■ EXERCISE GOAL:
Copy exactly the lines from the one containing "Where can the gutter" through the last line of the records below, both included, and leave out the pictures.

Dataset entries
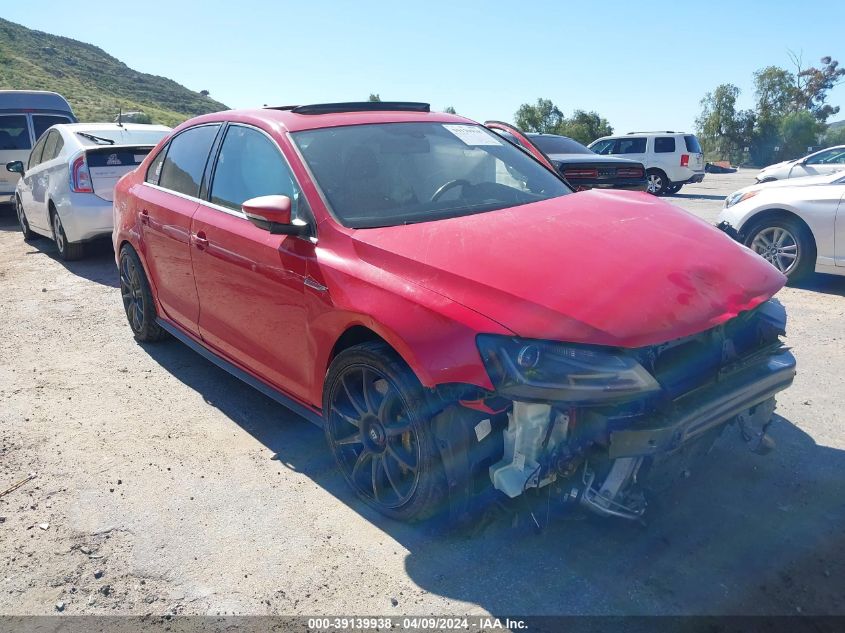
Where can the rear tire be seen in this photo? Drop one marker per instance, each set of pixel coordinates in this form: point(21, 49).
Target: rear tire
point(785, 243)
point(28, 235)
point(68, 251)
point(657, 182)
point(377, 424)
point(138, 300)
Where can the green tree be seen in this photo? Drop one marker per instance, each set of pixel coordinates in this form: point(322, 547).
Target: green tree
point(584, 127)
point(835, 136)
point(720, 127)
point(813, 84)
point(543, 117)
point(799, 131)
point(775, 91)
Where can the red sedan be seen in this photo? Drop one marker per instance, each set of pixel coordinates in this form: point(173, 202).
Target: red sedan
point(460, 322)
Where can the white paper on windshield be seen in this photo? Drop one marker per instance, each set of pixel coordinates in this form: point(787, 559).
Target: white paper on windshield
point(472, 135)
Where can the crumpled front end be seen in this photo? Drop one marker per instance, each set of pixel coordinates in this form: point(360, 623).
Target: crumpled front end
point(608, 426)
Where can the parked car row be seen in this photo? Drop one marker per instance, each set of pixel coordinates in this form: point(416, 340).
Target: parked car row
point(796, 224)
point(437, 296)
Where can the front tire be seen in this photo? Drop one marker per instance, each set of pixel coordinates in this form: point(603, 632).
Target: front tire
point(786, 244)
point(137, 298)
point(657, 182)
point(377, 424)
point(68, 251)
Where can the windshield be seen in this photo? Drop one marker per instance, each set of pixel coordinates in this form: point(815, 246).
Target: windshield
point(558, 145)
point(120, 137)
point(400, 173)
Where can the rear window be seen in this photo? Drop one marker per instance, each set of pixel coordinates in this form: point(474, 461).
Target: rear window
point(692, 143)
point(14, 133)
point(123, 137)
point(132, 158)
point(558, 145)
point(185, 161)
point(43, 122)
point(664, 144)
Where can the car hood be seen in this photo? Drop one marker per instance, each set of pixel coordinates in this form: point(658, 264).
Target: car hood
point(600, 267)
point(779, 165)
point(804, 181)
point(591, 158)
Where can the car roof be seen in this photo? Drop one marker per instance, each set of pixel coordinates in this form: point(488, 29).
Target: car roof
point(537, 134)
point(33, 100)
point(640, 134)
point(287, 120)
point(126, 127)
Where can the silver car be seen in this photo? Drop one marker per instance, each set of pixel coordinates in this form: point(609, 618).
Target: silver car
point(66, 186)
point(24, 116)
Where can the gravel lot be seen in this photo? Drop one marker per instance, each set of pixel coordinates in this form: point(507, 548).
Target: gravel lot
point(166, 486)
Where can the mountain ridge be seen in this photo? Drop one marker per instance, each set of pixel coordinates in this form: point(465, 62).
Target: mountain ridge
point(96, 84)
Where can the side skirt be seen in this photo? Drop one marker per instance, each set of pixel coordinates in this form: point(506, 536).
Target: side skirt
point(271, 392)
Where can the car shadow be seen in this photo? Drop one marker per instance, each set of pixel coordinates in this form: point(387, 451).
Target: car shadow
point(96, 265)
point(695, 196)
point(746, 534)
point(823, 283)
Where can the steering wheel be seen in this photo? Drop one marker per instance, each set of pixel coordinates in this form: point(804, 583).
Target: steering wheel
point(447, 186)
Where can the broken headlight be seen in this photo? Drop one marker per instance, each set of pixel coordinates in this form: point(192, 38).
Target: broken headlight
point(526, 369)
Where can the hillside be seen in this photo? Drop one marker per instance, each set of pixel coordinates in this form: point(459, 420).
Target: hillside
point(95, 83)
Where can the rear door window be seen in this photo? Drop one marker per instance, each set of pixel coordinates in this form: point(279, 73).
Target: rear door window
point(42, 122)
point(629, 146)
point(604, 147)
point(14, 132)
point(154, 170)
point(35, 155)
point(249, 165)
point(664, 144)
point(186, 158)
point(692, 143)
point(51, 146)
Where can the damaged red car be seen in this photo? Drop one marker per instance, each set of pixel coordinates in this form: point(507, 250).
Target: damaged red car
point(460, 322)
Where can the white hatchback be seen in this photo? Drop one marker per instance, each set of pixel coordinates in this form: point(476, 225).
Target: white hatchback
point(66, 186)
point(671, 159)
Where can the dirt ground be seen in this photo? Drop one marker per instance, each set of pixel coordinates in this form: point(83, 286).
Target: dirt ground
point(163, 485)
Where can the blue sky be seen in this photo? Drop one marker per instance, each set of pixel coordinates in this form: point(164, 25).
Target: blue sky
point(642, 65)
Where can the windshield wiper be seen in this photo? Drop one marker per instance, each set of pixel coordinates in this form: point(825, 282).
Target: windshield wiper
point(96, 139)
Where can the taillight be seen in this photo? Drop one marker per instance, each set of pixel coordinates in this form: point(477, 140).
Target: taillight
point(80, 178)
point(580, 173)
point(629, 172)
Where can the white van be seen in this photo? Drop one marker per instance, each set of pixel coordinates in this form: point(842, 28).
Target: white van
point(24, 116)
point(671, 159)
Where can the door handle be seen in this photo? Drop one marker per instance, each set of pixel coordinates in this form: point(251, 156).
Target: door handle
point(199, 240)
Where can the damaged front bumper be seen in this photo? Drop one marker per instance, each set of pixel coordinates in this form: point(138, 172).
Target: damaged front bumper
point(603, 425)
point(733, 394)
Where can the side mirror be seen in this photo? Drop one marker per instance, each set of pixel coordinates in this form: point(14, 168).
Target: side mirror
point(16, 167)
point(273, 213)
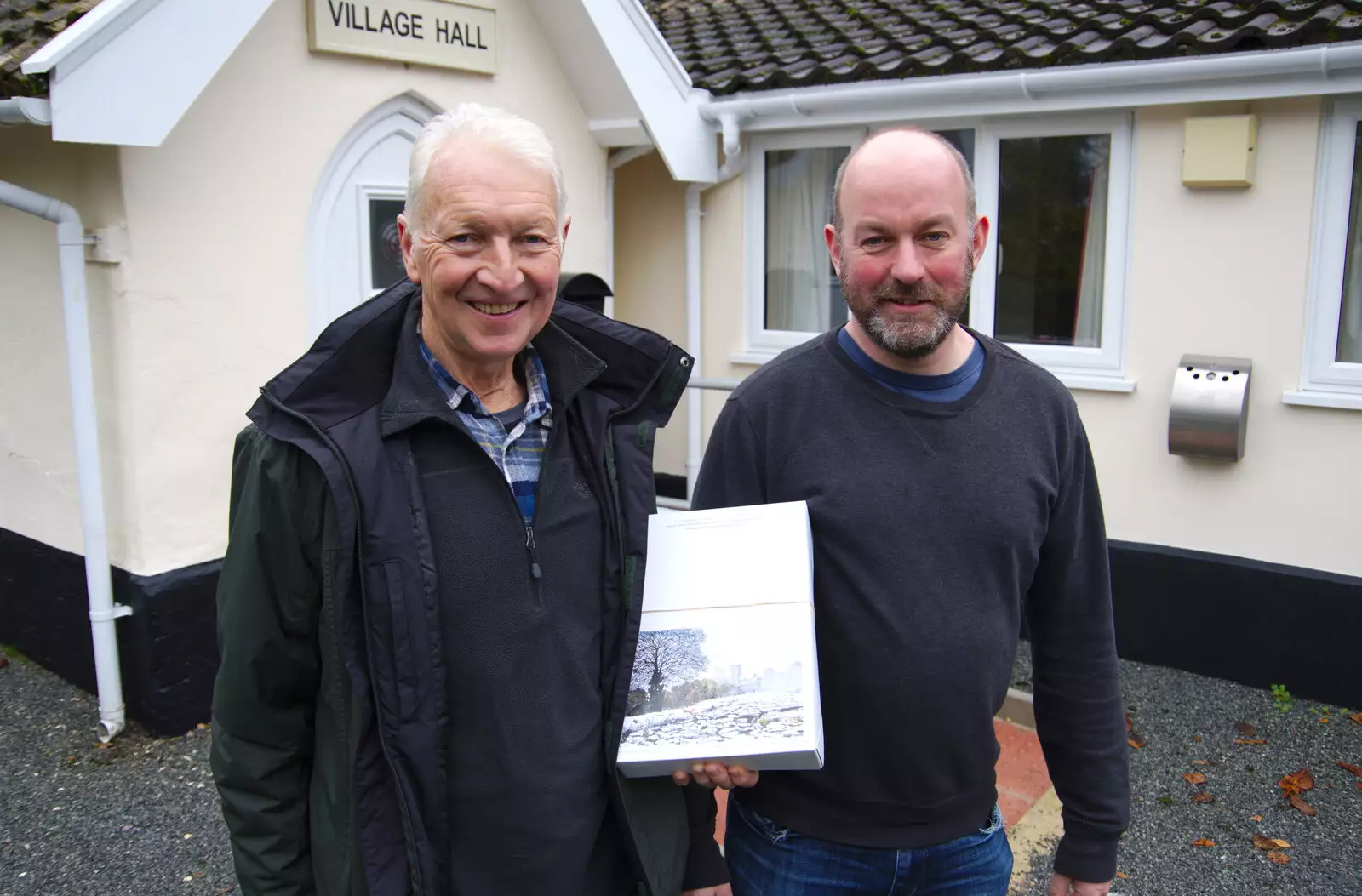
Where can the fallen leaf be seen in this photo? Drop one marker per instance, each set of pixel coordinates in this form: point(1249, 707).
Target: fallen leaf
point(1297, 782)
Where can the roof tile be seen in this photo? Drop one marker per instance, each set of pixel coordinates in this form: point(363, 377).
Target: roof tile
point(798, 43)
point(25, 26)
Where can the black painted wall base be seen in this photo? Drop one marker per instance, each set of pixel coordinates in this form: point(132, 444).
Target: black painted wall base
point(1211, 614)
point(168, 648)
point(1236, 619)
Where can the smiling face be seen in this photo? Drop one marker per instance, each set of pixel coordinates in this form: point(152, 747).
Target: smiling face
point(906, 251)
point(487, 249)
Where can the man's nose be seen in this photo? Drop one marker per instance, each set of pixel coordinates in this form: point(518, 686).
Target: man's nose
point(501, 271)
point(907, 263)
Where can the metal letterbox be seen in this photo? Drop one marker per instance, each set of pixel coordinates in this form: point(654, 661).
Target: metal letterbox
point(1210, 408)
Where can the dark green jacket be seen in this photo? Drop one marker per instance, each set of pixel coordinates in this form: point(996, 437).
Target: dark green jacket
point(329, 700)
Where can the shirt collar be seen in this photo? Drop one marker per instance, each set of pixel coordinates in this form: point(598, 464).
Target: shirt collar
point(456, 395)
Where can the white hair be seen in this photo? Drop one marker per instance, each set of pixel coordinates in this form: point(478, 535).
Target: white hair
point(494, 128)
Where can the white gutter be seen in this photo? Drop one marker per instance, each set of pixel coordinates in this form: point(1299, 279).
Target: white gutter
point(72, 243)
point(1260, 75)
point(26, 111)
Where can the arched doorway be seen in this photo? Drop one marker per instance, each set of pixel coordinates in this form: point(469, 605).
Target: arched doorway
point(353, 248)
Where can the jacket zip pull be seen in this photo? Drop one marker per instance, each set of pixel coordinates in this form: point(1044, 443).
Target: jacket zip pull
point(535, 555)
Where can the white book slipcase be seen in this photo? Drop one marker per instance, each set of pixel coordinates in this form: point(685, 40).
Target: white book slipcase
point(728, 664)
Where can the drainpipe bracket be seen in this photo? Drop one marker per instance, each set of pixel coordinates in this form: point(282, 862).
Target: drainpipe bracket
point(104, 616)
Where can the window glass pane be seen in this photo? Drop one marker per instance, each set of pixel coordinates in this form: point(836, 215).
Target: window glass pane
point(1350, 317)
point(1052, 238)
point(801, 289)
point(385, 247)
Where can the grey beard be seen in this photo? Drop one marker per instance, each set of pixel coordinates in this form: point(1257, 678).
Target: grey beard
point(909, 340)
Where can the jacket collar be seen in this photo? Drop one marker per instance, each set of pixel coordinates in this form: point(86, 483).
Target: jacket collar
point(351, 367)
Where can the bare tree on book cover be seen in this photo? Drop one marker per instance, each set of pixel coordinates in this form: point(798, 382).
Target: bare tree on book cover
point(667, 659)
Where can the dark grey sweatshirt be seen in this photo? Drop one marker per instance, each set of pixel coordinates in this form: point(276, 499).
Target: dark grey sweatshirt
point(936, 526)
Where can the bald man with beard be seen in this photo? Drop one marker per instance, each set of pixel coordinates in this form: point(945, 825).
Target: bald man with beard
point(951, 490)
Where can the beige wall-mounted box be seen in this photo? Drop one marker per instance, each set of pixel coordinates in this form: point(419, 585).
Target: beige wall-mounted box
point(1219, 151)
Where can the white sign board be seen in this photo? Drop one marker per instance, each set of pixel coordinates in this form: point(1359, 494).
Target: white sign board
point(426, 31)
point(726, 665)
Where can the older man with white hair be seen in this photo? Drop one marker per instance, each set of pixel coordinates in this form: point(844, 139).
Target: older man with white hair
point(429, 602)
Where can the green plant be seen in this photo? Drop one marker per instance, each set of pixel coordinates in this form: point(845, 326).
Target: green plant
point(1282, 698)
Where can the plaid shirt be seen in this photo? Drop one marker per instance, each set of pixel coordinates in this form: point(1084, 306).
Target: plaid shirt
point(518, 453)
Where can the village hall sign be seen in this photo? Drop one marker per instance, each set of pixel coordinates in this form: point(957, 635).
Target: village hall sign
point(426, 31)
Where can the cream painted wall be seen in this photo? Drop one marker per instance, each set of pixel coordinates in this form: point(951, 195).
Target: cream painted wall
point(1225, 272)
point(38, 494)
point(650, 272)
point(1212, 271)
point(218, 220)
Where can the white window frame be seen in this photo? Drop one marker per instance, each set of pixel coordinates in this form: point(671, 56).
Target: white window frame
point(1098, 368)
point(1066, 361)
point(365, 192)
point(1325, 380)
point(764, 344)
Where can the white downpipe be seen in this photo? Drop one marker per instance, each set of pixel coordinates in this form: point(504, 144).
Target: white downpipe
point(733, 161)
point(694, 335)
point(72, 242)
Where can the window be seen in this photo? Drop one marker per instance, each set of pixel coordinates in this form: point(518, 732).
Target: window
point(1050, 282)
point(381, 249)
point(1332, 364)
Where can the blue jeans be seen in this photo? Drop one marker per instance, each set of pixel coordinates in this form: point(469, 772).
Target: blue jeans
point(767, 859)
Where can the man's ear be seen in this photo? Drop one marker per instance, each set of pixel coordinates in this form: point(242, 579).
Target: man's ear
point(981, 240)
point(406, 237)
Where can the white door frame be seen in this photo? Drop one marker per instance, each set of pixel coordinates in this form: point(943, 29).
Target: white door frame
point(405, 115)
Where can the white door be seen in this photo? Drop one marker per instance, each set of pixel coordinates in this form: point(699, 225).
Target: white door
point(354, 251)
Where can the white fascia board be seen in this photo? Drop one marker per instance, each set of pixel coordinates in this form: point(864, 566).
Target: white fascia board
point(671, 109)
point(610, 133)
point(1332, 68)
point(129, 79)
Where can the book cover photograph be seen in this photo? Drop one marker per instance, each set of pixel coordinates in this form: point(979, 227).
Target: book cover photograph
point(726, 664)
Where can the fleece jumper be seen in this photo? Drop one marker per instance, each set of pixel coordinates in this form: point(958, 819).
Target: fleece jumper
point(936, 526)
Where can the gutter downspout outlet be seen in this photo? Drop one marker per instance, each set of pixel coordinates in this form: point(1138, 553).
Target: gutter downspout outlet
point(72, 243)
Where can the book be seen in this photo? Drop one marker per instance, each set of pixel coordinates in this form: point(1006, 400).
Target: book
point(726, 662)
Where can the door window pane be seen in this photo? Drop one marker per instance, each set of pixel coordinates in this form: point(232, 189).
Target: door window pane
point(1350, 317)
point(1052, 238)
point(801, 289)
point(385, 245)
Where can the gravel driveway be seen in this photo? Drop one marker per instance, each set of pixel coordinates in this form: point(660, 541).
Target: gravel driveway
point(1188, 725)
point(136, 819)
point(140, 817)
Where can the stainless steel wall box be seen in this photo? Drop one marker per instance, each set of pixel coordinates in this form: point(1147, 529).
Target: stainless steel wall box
point(1210, 408)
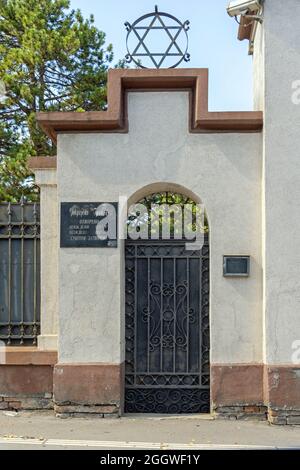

■ SOLUTION TO THE EXERCISE:
Where can the gutter downspout outlet be seen in this photo? Drop one marker per instance, each set of pixel coordinates in this form: point(1138, 553).
Target: gutter downspout outlet
point(72, 243)
Where can the book be seen in this photo? Drop one marker per instance, each set of pixel coordinates in this form: point(1006, 400).
Target: book
point(726, 662)
Where can the door window pane be seen in this photo? Drop one marker per instance, each set of pixel coordinates in this form: point(232, 189).
Target: door window pane
point(1350, 317)
point(1052, 238)
point(801, 289)
point(385, 245)
Where can the gravel driveway be seen in this photo? Drop one marker per instance, each set of pixel coordinates in this form: point(660, 541).
Target: gravel driveway
point(1188, 725)
point(136, 819)
point(140, 817)
Where can the stainless steel wall box be seen in this photo? Drop one marker per instance, each set of pixel coordinates in this form: point(1147, 529).
Target: stainless steel wall box
point(1210, 408)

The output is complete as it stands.